Collection entries:
▬▬▬▬▬▬▬▬▬▬
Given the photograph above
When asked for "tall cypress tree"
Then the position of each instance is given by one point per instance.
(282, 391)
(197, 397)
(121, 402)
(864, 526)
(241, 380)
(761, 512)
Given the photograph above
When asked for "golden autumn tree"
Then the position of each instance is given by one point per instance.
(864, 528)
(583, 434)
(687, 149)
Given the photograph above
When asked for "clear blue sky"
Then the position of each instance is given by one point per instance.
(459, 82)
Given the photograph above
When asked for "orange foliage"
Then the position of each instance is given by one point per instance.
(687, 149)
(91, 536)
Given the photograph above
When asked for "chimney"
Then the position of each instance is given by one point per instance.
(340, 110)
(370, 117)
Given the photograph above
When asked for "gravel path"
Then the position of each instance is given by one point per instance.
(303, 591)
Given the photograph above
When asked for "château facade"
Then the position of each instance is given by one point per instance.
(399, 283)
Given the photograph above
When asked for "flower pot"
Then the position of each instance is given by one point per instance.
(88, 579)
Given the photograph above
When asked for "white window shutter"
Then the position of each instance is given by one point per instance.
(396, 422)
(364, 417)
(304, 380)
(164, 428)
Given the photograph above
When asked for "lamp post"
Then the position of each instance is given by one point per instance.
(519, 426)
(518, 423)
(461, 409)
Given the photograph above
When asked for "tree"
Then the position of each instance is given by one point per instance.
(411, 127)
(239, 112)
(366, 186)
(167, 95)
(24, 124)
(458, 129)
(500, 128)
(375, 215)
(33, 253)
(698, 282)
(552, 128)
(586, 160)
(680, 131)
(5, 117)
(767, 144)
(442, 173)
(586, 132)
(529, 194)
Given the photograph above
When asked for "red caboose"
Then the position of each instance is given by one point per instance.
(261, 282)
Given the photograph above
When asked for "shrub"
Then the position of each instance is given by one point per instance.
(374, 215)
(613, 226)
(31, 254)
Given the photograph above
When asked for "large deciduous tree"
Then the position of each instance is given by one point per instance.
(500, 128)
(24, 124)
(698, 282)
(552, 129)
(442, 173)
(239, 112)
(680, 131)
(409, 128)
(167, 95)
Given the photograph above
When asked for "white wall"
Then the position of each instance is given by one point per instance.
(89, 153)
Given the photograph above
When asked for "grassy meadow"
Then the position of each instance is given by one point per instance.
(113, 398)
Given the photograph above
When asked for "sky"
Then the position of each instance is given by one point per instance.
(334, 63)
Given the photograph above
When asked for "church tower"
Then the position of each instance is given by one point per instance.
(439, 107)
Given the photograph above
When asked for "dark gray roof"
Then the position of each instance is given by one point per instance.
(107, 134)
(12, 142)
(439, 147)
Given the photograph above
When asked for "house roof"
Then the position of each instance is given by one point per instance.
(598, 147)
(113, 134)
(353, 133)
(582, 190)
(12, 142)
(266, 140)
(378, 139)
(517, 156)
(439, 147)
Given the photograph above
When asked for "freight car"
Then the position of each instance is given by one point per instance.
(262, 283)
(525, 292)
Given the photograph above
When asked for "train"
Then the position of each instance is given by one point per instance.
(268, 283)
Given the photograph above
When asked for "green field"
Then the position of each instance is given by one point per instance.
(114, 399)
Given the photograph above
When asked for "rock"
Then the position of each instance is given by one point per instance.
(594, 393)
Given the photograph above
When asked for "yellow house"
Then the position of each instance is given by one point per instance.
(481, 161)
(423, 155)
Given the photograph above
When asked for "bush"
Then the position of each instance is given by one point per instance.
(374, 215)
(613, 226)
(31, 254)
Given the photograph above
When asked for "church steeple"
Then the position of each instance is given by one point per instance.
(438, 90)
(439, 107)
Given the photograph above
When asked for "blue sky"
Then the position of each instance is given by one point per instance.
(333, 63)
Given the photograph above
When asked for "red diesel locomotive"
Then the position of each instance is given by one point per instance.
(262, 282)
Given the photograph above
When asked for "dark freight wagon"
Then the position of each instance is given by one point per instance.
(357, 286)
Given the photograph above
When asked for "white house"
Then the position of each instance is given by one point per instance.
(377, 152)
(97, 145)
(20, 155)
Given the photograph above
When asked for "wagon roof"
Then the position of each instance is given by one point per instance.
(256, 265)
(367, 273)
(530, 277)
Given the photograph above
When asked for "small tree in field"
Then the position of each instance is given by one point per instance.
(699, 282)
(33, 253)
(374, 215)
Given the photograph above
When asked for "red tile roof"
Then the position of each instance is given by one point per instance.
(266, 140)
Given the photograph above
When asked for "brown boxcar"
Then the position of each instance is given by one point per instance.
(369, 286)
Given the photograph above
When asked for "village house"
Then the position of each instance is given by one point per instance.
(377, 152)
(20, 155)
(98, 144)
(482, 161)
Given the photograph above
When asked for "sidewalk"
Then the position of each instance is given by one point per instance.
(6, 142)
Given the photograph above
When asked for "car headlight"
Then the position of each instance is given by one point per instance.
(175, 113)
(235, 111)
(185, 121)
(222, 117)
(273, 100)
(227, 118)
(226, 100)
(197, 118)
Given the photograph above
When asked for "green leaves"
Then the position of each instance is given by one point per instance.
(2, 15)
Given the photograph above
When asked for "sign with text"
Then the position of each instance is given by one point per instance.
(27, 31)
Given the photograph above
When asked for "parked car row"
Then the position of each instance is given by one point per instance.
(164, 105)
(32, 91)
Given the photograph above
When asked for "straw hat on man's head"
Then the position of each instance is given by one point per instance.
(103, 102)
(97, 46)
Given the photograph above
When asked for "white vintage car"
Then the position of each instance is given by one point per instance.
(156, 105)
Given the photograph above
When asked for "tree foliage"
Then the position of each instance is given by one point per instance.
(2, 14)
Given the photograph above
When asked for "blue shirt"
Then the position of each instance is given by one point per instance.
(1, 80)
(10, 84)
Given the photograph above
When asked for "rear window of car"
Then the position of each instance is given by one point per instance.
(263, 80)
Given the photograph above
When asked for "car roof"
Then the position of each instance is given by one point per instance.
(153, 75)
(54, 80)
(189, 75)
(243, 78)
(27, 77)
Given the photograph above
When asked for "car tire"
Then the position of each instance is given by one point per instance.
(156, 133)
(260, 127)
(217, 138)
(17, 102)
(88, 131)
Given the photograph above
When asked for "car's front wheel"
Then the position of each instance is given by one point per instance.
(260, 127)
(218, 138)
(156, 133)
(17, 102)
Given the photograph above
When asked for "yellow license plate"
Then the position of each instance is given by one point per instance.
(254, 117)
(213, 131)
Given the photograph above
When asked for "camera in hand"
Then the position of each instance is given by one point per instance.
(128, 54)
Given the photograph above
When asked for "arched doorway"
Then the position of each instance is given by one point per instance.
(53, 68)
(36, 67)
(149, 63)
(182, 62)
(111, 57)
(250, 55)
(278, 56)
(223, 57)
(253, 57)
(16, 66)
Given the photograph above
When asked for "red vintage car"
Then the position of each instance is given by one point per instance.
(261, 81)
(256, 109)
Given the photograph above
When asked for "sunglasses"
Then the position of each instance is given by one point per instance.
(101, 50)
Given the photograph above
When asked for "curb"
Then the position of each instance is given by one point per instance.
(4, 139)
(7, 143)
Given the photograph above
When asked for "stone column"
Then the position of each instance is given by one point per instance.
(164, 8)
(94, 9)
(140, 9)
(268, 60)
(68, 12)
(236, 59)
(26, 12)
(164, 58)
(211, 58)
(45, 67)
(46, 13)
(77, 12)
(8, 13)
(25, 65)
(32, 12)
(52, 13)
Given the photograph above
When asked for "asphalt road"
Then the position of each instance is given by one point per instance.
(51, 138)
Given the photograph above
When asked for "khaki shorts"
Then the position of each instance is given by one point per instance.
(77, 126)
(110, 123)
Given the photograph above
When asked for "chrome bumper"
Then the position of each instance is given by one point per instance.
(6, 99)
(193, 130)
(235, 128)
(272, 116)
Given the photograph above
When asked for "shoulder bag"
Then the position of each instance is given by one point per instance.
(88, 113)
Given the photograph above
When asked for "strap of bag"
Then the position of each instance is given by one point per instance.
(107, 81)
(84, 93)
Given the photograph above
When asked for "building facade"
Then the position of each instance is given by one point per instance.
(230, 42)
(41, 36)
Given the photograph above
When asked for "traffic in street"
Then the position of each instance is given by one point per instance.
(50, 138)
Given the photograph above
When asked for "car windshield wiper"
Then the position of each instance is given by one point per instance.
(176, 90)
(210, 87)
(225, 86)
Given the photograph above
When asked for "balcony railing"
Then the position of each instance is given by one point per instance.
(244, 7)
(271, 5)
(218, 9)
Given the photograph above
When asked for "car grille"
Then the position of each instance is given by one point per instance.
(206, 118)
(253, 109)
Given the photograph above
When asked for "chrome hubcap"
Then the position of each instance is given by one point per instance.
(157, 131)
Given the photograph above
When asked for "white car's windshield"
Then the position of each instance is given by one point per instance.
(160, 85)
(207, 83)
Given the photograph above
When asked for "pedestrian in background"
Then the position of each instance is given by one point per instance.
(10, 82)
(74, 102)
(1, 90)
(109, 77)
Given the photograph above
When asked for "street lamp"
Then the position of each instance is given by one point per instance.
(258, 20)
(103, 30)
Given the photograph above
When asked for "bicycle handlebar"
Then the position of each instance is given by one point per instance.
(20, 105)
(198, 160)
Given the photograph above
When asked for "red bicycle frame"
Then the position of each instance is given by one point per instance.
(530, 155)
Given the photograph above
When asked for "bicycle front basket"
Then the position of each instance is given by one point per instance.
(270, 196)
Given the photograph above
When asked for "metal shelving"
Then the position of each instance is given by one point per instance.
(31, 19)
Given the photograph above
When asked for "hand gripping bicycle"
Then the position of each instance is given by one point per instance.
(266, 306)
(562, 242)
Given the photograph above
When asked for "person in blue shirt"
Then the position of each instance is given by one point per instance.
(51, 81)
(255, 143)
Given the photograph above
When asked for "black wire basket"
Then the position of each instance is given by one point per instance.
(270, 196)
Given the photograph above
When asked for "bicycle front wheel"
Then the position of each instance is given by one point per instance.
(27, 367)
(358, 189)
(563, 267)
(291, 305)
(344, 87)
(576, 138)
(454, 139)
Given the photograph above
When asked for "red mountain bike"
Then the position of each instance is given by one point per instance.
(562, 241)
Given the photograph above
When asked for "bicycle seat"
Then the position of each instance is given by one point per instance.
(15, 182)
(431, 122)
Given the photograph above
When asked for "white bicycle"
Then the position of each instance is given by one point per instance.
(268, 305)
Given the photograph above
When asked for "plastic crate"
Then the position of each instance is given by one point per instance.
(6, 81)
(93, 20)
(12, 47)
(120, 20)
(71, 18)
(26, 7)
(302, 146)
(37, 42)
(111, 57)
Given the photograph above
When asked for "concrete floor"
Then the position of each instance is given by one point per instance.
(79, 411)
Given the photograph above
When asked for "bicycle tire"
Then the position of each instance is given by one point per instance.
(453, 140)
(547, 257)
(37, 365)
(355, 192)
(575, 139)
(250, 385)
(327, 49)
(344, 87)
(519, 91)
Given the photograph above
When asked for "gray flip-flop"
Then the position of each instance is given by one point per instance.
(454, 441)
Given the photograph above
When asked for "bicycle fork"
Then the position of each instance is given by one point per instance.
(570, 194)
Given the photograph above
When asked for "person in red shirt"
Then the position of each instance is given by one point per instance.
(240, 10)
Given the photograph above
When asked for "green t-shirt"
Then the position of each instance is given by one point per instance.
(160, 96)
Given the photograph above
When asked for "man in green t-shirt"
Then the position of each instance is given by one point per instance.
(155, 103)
▬▬▬▬▬▬▬▬▬▬
**Assignment:** The expected result is every line above containing the string "white".

**Exercise solution:**
When asked for "white window shutter"
When asked for "white wall"
When asked for "white house"
When asked for "white vintage car"
When asked for "white car's windshield"
When asked for "white bicycle"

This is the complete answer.